Goal of the exercise. Copy out every item below without changing a single character.

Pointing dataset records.
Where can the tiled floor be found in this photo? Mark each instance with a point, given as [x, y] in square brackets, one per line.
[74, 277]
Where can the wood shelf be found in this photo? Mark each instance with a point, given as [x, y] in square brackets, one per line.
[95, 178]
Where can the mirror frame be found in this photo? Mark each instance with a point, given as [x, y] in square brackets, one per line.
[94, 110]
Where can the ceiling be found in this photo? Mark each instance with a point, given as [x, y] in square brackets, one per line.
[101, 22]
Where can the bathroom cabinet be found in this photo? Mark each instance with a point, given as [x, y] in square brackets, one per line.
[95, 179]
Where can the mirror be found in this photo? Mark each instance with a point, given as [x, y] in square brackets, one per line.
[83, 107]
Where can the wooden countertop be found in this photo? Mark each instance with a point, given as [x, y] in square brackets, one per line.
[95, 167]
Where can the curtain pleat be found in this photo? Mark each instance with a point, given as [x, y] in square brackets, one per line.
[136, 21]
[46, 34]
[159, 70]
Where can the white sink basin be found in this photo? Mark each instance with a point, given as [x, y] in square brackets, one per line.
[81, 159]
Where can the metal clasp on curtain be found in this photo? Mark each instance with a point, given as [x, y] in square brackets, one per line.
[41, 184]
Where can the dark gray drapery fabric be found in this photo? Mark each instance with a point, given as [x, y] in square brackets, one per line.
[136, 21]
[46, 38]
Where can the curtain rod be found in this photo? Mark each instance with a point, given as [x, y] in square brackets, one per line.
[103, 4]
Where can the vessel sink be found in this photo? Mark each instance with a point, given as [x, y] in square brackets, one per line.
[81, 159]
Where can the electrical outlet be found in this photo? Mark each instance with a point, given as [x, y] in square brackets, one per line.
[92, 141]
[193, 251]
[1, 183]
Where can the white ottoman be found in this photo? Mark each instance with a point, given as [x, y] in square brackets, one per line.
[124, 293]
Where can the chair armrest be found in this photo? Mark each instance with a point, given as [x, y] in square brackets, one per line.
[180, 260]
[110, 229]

Expected output.
Where can the tiled floor be found in this photo? Mark each instance with a point, given as [x, y] in square brackets, one per line.
[74, 277]
Where can the wood shelf be found in this photo? Mark each instance with a point, given as [x, y] in square brackets, one per line.
[95, 178]
Where can the mirror frame be found in this photo? Mark each instance with a point, given as [x, y] in square brackets, one per line.
[94, 110]
Where can the ceiling be found in this photo? Mark each instance with a point, given as [x, y] in square brackets, one per line.
[101, 22]
Where can the bathroom cabinet be found in this photo? Mark each instance with a point, given as [x, y] in square brackets, one per line.
[95, 179]
Where can the mirror be found in this photo? Mark each instance with a point, given as [x, y] in square brackets, one per line.
[83, 107]
Where can the wooden countertop be found in this photo? Mark each instance with a point, given as [x, y] in square brackets, one per line.
[95, 167]
Where can the curtain pleat be found in this photo? Mark each instance with a point, given as [x, y] in square brackets, one per line.
[136, 21]
[46, 34]
[159, 70]
Where can the white sink basin be found in this photo? Mark each instance with a point, given as [x, y] in square brackets, one per line.
[81, 159]
Where can the metal clasp on curtain be found in this photo? Mark each instance with a point, given as [x, y] in square brackets, one per line.
[41, 184]
Where can the dark gray drapery fabric be found in this photo? Mark each instance with a point, given as [x, y] in square brackets, one per line.
[136, 21]
[46, 38]
Where can the curtain rod be found in this photo? Mark each instance with a point, given as [x, y] in square brackets, one per line.
[103, 4]
Where can the vessel sink be found in this photo? Mark each instance with a point, given as [x, y] in square brackets, one per line.
[81, 159]
Where can the electrical outlet be found in this photo? Mark each instance with a point, given as [x, y] in square brackets, one per line.
[92, 141]
[193, 251]
[1, 183]
Where can the white ottoman be found in this photo? Mark each instance with a point, given as [x, y] in square brackets, one per line.
[124, 293]
Where can the chair armrest be found in this photo? Mark each instance with a point, given as [x, y] in square brackets, one per line.
[180, 260]
[110, 229]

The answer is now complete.